**Stored data**
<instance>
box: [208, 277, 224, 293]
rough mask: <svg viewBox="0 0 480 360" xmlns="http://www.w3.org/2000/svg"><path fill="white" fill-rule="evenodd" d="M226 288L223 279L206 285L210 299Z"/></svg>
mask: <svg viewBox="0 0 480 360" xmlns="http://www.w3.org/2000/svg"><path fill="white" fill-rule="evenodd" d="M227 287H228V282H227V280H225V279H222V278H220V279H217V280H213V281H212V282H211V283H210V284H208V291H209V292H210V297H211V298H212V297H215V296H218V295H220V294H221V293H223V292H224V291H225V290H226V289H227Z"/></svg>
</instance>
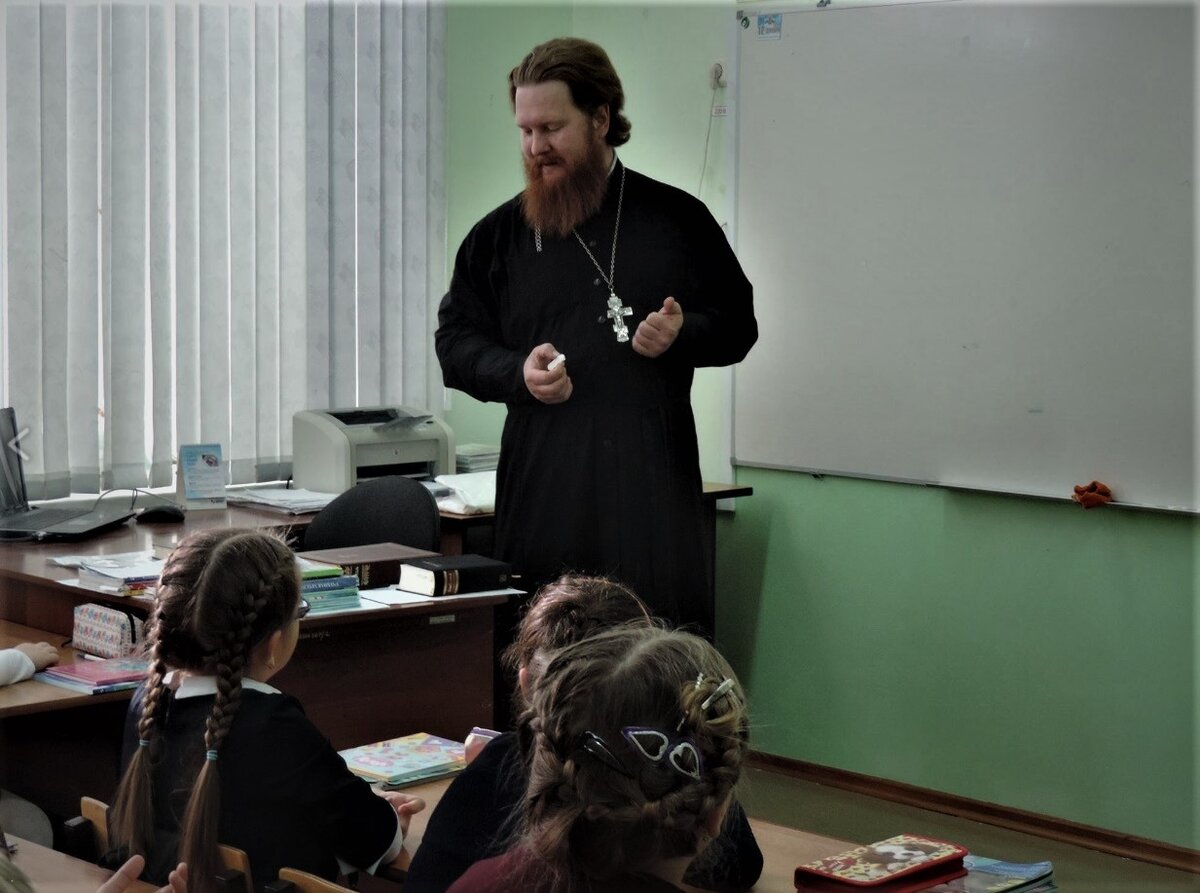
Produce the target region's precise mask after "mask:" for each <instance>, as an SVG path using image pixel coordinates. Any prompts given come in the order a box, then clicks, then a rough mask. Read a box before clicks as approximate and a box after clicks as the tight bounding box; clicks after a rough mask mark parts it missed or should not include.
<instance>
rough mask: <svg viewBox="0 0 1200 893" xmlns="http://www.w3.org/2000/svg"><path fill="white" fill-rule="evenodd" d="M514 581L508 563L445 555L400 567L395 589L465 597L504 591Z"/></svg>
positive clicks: (419, 560)
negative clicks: (483, 593)
mask: <svg viewBox="0 0 1200 893" xmlns="http://www.w3.org/2000/svg"><path fill="white" fill-rule="evenodd" d="M511 581H512V567H511V565H510V564H509V563H508V562H502V561H498V559H496V558H487V557H485V556H481V555H470V553H468V555H445V556H439V557H437V558H414V559H413V561H410V562H407V563H406V564H402V565H400V582H398V583H397V585H396V588H398V589H404V591H406V592H415V593H416V594H419V595H466V594H468V593H481V592H494V591H497V589H505V588H508V586H509V585H510V583H511Z"/></svg>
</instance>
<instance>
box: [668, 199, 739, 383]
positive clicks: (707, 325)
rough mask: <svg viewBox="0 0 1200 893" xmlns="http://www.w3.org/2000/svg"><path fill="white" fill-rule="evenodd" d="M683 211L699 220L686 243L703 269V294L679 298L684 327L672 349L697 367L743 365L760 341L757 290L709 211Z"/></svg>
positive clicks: (700, 290)
mask: <svg viewBox="0 0 1200 893" xmlns="http://www.w3.org/2000/svg"><path fill="white" fill-rule="evenodd" d="M689 198H690V197H689ZM679 212H680V214H683V215H684V220H686V221H694V226H690V227H688V228H686V229H688V235H686V239H688V242H689V245H690V247H691V258H692V264H694V268H695V269H696V270H698V292H697V294H695V295H689V296H688V298H686V299H685V298H683V296H680V298H679V304H680V306H682V307H683V328H682V329H680V330H679V336H678V337H677V338H676V342H674V344H672V346H671V349H672V350H680V352H682V353H683V354H684V356H683V359H685V360H686V361H688V362H689V364H690V365H692V366H728V365H731V364H734V362H740V361H742V360H743V359H745V355H746V354H748V353H749V352H750V348H751V347H752V346H754V342H755V341H757V340H758V323H757V320H756V319H755V316H754V288H752V287H751V286H750V281H749V280H748V278H746V277H745V274H744V272H743V271H742V264H739V263H738V259H737V256H734V253H733V248H732V247H730V242H728V240H727V239H726V238H725V233H724V232H722V230H721V227H720V226H719V224H718V223H716V221H715V220H714V218H713V215H712V214H709V211H708V209H707V208H706V206H704V205H703V204H702V203H701V202H695V206H694V208H684V209H680V211H679Z"/></svg>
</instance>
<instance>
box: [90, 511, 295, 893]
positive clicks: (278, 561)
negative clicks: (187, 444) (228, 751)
mask: <svg viewBox="0 0 1200 893" xmlns="http://www.w3.org/2000/svg"><path fill="white" fill-rule="evenodd" d="M299 598H300V592H299V580H298V577H296V568H295V559H294V557H293V555H292V552H290V550H289V549H288V547H287V545H286V544H284V543H283V541H282V540H281V539H278V538H276V537H272V535H270V534H265V533H260V532H256V531H242V529H234V528H222V529H214V531H202V532H199V533H196V534H192V535H190V537H187V538H186V539H185V540H184V541H182V543H180V545H179V546H178V547H176V549H175V551H174V552H173V553H172V555H170V557H169V558H168V559H167V563H166V565H164V568H163V573H162V576H161V577H160V580H158V589H157V592H156V594H155V607H154V611H152V613H151V618H150V623H149V642H150V653H151V664H150V671H149V673H148V681H146V685H145V689H144V693H143V702H142V712H140V714H139V717H138V721H137V729H138V739H139V741H138V748H137V750H136V753H134V754H133V755H132V757H131V760H130V765H128V766H127V767H126V772H125V774H124V777H122V779H121V785H120V787H119V790H118V795H116V799H115V803H114V807H113V822H112V825H113V839H114V841H116V844H118V845H120V846H121V847H124V849H125V850H126V851H128V852H139V853H144V855H145V856H146V857H148V859H149V858H150V856H151V850H154V849H155V843H156V841H155V834H154V828H155V827H156V826H162V827H169V826H172V825H173V823H174V816H173V815H155V814H154V802H155V796H154V785H155V784H156V781H160V780H158V779H156V768H155V767H156V766H157V765H158V763H160V759H163V760H166V756H167V755H166V754H164V753H160V751H162V750H163V749H164V748H166V747H168V744H170V747H181V744H179V743H178V741H176V738H175V737H174V736H173V735H170V733H169V726H170V720H169V713H170V711H169V709H168V705H169V703H170V700H172V695H170V694H169V690H168V688H167V684H166V682H164V679H166V677H167V676H168V672H169V671H181V672H184V673H187V675H202V676H204V675H212V676H215V677H216V682H217V684H216V688H217V693H216V697H215V699H214V702H212V708H211V712H210V714H209V717H208V719H206V723H205V729H204V749H205V754H204V759H203V760H202V762H200V765H199V766H198V767H197V774H196V779H194V783H192V784H191V785H190V786H191V789H192V793H191V797H190V799H188V803H187V809H186V813H185V817H184V821H182V825H181V827H180V846H179V850H180V852H178V853H175V852H173V853H169V855H168V853H158V852H155V853H154V856H155V861H156V862H162V861H164V859H162V857H163V856H169V857H170V858H169V861H170V862H172V864H174V862H176V861H179V858H180V857H182V858H184V859H185V861H186V862H187V863H188V887H190V888H191V891H192V893H215V877H216V875H217V874H218V873H220V870H221V859H220V851H218V847H217V841H218V834H220V816H221V777H220V772H218V769H217V762H216V757H217V756H218V755H220V753H221V749H222V745H223V744H224V742H226V738H227V737H228V735H229V730H230V727H232V724H233V720H234V717H235V715H236V713H238V707H239V705H240V703H241V693H242V677H244V675H245V673H246V671H247V669H248V666H250V661H251V658H252V654H253V652H254V648H256V647H257V646H258V645H259V642H263V641H264V640H266V639H268V637H269V636H271V635H272V634H275V633H276V631H277V630H281V629H283V628H284V627H286V625H287V624H288V623H290V622H292V618H293V617H294V615H295V606H296V603H298V600H299ZM169 762H170V761H167V763H168V765H169ZM166 783H167V784H170V785H172V786H173V789H174V786H176V785H184V786H187V785H188V779H174V778H172V779H168V780H167V781H166ZM160 845H161V841H160ZM156 880H158V879H156ZM162 880H164V879H162ZM160 882H161V880H160Z"/></svg>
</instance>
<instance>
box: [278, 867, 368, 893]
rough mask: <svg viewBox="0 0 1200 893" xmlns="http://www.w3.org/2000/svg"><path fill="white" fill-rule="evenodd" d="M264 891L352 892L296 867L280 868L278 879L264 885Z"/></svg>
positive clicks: (340, 892) (290, 891)
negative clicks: (266, 884)
mask: <svg viewBox="0 0 1200 893" xmlns="http://www.w3.org/2000/svg"><path fill="white" fill-rule="evenodd" d="M265 889H266V893H296V891H299V893H354V891H353V889H350V888H349V887H343V886H342V885H340V883H334V882H332V881H326V880H325V879H324V877H318V876H317V875H314V874H308V873H307V871H301V870H300V869H296V868H281V869H280V879H278V880H277V881H271V882H270V883H268V885H266V887H265Z"/></svg>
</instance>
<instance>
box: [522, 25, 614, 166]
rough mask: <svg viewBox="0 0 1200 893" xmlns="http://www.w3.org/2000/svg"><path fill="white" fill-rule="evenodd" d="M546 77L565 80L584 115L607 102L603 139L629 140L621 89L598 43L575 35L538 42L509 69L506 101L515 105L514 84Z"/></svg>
mask: <svg viewBox="0 0 1200 893" xmlns="http://www.w3.org/2000/svg"><path fill="white" fill-rule="evenodd" d="M547 80H562V82H563V83H564V84H566V89H568V90H570V92H571V102H574V103H575V106H576V108H578V109H580V110H582V112H584V113H586V114H587V115H588V116H593V115H595V113H596V110H598V109H600V107H602V106H607V107H608V120H610V124H608V133H607V136H606V137H605V140H606V142H607V143H608V145H612V146H617V145H624V144H625V143H628V142H629V131H630V128H631V127H632V125H630V122H629V119H628V118H625V115H623V114H622V109H623V108H624V107H625V91H624V90H623V89H622V86H620V78H618V77H617V70H616V68H613V67H612V61H610V59H608V54H607V53H605V52H604V49H602V48H601V47H600V46H599V44H596V43H593V42H592V41H584V40H581V38H578V37H556V38H554V40H552V41H546V42H545V43H539V44H538V46H536V47H534V48H533V49H532V50H529V55H527V56H526V58H524V59H522V60H521V64H520V65H517V67H515V68H514V70H512V71H511V72H509V102H511V103H512V107H514V108H516V101H517V88H518V86H533V85H534V84H544V83H546V82H547Z"/></svg>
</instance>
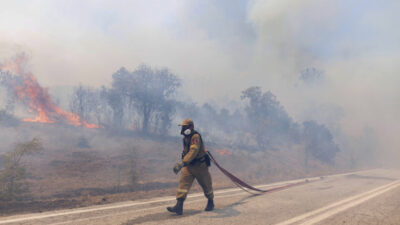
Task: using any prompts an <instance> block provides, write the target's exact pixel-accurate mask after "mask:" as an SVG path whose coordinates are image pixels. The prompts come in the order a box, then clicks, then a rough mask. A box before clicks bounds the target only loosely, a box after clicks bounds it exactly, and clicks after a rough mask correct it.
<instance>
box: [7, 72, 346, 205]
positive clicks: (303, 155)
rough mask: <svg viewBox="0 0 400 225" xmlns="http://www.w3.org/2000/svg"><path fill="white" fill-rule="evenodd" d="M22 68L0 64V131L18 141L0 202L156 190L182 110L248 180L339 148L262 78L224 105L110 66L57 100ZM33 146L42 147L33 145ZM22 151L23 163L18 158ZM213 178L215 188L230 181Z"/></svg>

**Work instruction**
All lines from the one with "positive clicks: (303, 155)" through the end of the records need to be copied exactly, and no other lines.

**Result below**
positive clicks: (303, 155)
rough mask: <svg viewBox="0 0 400 225" xmlns="http://www.w3.org/2000/svg"><path fill="white" fill-rule="evenodd" d="M22 68L0 64V131L18 141L0 202L156 190L182 110L248 180L339 148L262 78L224 105L110 66L57 100ZM33 146L42 147L33 145ZM22 151L23 163L18 158ZM213 178L215 188L230 181Z"/></svg>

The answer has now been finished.